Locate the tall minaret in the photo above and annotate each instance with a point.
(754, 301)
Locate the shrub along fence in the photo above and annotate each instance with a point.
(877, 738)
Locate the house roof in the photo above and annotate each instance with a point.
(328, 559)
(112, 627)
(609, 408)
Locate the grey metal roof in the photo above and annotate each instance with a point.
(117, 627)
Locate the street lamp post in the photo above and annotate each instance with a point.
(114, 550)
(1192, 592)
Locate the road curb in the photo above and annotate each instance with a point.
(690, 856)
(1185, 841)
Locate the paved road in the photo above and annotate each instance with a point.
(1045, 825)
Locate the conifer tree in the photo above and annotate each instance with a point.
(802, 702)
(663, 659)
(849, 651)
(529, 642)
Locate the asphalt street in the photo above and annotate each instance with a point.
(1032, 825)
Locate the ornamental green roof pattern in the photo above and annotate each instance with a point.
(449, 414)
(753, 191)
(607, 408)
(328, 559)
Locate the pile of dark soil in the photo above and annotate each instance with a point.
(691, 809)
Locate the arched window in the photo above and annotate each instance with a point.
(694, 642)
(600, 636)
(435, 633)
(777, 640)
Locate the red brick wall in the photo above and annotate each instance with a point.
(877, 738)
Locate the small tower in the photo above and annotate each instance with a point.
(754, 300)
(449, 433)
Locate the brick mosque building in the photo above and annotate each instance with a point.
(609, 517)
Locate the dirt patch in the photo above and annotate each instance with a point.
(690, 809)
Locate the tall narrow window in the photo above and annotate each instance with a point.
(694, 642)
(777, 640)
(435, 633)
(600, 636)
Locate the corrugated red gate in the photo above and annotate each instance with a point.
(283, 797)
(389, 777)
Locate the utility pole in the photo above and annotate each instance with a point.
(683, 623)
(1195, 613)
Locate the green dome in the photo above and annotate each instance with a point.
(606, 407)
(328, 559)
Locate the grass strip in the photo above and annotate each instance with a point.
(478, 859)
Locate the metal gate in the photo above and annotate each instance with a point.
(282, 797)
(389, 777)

= = =

Substitute "mark" for "annotate" everywhere in the lines above. Reproduce all of them with no other change.

Locate the tall minaret in the photo above and mark each instance with a point.
(754, 301)
Locate the shrub along fence in the photo above and mark each instance with a point.
(877, 738)
Locate the house roof in the photo above and mark each instance with a point.
(328, 559)
(112, 627)
(609, 408)
Locate the grey metal roof in the photo above and mark each instance with a point.
(117, 627)
Locate the street lamp post in the photo above and mark each instance with a point.
(114, 550)
(1192, 592)
Locate the road curb in the photo above and mark each instance with a point.
(690, 856)
(1185, 841)
Locate the paved road in the photo above and mark each instance with a point.
(1045, 825)
Locate the conifer tree in the photo above and mark each instance with a point.
(802, 702)
(663, 659)
(849, 651)
(529, 642)
Locate the asphalt street in the photo above and mark each instance with a point.
(1032, 825)
Locate the ornamental green roof pattern in the photo above and mark each instance with a point.
(449, 414)
(753, 191)
(607, 408)
(328, 559)
Locate the pile of dark soil in the photo above and mark each instance with a point.
(691, 809)
Locate the arched window in the photo above and mark each instance with a point.
(694, 642)
(600, 636)
(435, 633)
(777, 640)
Locate the red brick wall in the photo above and mark each instance with a point.
(877, 738)
Locate the small tower in the photo above and mark each instance with a point.
(754, 300)
(449, 433)
Locate the brick mosque building in the photo above and mark each instance with a point.
(609, 517)
Locate the dirt patch in the photo above and mark each instance with a point.
(690, 809)
Locate the tall narrow window in the photo above and mark each instance with a point.
(694, 642)
(777, 640)
(435, 633)
(600, 636)
Locate the corrugated red gate in the photo above and mark each instance with a point.
(283, 797)
(389, 777)
Locate the utility pole in the photo above and mark each instance with a point.
(683, 623)
(1195, 613)
Locate the green dome in the photo above and mark each instance with a point.
(606, 407)
(328, 559)
Locate the grass strip in the photo above and mark each instance with a point.
(478, 859)
Locate the metal gate in the photo above and mark each instance with a point.
(282, 797)
(389, 777)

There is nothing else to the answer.